[Lines of data]
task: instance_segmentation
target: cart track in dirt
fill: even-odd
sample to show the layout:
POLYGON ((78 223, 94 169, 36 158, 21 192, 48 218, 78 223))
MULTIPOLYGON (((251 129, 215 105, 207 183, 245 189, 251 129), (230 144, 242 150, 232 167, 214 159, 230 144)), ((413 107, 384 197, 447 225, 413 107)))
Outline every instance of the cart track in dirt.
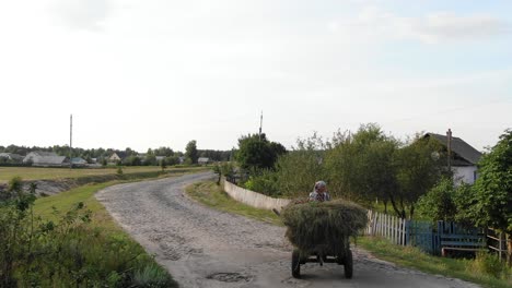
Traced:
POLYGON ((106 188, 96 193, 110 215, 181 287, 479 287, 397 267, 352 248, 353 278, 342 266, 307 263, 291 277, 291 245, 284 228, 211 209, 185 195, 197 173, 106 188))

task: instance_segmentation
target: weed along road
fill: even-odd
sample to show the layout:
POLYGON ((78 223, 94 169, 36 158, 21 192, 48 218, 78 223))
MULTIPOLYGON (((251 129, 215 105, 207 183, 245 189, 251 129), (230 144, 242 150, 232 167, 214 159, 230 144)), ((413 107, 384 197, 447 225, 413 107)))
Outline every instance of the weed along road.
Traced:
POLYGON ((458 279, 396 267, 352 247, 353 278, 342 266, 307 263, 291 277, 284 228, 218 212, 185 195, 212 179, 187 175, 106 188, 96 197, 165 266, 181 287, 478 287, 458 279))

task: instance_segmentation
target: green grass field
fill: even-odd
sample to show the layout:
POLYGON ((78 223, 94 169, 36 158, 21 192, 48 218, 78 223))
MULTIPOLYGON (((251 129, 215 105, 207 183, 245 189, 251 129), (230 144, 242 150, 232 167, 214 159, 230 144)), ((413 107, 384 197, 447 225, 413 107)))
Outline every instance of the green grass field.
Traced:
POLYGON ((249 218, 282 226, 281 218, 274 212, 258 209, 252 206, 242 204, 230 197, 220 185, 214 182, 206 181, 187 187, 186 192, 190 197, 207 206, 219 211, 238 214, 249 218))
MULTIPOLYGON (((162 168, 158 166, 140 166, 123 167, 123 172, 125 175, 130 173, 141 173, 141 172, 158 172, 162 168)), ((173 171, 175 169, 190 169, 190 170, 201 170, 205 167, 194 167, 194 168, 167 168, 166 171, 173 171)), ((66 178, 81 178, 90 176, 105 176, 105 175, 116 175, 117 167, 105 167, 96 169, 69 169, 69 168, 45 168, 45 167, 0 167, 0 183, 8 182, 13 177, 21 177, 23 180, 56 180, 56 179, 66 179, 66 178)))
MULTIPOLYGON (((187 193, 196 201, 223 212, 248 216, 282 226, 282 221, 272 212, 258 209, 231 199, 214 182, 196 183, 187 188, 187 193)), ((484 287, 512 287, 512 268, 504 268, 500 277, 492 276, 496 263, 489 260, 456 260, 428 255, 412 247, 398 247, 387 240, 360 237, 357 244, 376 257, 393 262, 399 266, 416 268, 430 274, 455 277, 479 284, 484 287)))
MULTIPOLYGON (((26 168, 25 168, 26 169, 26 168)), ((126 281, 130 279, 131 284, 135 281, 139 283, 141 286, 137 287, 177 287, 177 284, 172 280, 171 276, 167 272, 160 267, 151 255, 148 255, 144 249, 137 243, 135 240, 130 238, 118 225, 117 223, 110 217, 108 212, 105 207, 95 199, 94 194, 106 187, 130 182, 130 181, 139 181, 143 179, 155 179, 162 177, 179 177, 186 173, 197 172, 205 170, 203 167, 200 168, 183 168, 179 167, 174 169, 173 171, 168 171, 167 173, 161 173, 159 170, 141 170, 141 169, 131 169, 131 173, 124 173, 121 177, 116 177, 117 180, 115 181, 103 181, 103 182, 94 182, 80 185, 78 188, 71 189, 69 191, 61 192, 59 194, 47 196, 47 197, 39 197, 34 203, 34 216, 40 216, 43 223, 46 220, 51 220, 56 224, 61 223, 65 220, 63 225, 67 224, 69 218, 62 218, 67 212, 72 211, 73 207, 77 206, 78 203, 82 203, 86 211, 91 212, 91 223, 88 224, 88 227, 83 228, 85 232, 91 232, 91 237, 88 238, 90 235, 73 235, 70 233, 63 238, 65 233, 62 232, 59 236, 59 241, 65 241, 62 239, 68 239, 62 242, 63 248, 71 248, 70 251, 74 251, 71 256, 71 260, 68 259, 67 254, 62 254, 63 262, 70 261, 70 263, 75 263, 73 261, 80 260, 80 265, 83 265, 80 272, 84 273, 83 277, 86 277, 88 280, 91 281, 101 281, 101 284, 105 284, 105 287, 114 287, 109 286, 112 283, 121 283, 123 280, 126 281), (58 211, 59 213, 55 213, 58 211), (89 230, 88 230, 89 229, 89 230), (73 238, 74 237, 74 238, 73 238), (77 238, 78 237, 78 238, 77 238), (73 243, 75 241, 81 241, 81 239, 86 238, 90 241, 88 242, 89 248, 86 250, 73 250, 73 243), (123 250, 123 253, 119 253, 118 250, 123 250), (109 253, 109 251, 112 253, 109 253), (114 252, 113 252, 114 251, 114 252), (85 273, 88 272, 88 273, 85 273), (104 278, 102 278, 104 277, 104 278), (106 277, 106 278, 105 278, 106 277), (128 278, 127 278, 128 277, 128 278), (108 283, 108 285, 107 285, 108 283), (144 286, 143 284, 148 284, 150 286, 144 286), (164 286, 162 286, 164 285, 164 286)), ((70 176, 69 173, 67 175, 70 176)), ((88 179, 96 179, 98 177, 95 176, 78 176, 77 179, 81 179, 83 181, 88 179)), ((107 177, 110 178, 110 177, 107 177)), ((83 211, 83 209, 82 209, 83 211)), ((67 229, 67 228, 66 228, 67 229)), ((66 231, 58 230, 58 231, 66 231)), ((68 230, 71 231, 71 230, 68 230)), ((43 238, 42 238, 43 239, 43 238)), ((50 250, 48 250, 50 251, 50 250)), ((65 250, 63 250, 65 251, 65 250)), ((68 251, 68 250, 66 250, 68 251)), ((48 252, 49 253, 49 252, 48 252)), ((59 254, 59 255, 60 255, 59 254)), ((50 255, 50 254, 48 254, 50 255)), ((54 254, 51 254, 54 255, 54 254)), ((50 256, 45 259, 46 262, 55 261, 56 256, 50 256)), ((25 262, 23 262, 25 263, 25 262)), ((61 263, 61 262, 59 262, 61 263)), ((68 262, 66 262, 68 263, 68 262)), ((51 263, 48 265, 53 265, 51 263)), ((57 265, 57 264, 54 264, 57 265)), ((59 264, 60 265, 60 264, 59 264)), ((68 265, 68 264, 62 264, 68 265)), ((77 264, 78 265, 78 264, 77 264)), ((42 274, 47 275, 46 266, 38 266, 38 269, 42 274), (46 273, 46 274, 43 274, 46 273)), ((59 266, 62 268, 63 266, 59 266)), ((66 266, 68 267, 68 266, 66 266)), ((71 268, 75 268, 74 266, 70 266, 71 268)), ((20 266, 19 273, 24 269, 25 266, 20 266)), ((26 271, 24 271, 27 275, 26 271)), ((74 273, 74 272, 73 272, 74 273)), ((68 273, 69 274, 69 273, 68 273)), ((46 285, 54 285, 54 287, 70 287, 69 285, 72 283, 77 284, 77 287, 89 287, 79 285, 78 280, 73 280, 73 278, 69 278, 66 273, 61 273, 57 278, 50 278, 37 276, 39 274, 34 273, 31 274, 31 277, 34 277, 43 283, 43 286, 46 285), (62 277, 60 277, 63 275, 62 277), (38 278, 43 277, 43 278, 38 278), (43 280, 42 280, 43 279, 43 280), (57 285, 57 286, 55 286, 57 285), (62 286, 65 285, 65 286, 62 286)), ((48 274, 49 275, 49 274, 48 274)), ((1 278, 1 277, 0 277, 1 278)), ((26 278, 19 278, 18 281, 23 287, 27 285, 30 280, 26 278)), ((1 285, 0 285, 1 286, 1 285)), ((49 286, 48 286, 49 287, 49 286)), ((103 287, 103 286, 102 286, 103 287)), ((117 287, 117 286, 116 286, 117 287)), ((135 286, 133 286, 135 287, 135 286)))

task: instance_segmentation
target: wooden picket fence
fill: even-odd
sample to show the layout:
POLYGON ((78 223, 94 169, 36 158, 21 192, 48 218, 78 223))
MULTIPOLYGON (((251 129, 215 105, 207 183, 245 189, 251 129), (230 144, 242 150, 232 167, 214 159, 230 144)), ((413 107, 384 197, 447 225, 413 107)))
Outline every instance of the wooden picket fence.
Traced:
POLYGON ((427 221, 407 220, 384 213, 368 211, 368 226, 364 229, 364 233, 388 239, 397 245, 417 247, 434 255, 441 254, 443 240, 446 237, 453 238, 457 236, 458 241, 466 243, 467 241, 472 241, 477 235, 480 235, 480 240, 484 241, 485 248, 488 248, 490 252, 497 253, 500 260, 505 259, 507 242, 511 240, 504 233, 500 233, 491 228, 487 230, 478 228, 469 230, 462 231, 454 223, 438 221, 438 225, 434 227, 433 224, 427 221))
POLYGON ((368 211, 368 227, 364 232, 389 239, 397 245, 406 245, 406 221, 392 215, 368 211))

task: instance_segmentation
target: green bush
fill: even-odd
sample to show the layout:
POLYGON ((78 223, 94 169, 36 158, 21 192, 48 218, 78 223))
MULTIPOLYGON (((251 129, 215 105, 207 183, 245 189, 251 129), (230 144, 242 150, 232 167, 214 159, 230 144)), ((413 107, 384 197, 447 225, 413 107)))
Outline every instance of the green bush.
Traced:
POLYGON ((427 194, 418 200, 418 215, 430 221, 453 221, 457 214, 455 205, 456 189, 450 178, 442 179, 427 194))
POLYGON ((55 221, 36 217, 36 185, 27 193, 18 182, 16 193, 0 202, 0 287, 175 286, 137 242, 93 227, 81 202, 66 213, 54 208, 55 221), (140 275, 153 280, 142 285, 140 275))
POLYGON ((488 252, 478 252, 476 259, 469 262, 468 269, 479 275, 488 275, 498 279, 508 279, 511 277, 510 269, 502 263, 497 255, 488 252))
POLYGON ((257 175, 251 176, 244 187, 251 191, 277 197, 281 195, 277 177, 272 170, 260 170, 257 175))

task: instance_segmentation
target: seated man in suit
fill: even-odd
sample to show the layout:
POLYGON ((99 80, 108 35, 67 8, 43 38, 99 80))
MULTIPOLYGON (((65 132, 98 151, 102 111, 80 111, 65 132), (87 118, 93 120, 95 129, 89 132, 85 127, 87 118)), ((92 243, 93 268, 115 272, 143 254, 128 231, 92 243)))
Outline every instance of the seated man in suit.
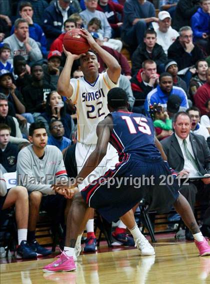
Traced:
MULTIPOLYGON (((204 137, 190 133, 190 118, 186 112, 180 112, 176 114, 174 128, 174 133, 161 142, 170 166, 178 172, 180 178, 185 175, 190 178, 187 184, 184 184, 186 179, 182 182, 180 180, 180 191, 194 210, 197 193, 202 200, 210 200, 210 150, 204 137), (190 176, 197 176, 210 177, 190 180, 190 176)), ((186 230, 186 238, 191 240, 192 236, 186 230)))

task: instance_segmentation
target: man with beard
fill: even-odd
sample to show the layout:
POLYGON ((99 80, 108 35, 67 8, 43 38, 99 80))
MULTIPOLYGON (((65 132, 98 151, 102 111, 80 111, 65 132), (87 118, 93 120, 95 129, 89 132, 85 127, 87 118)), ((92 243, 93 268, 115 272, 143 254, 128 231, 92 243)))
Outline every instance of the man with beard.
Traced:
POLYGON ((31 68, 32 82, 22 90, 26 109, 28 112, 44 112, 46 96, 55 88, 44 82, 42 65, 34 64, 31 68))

* Problem to solve: Please select every line in the records above that contains the word "grass", and copy each one out.

* Answer to this task:
target: green grass field
Outline every instance of the green grass field.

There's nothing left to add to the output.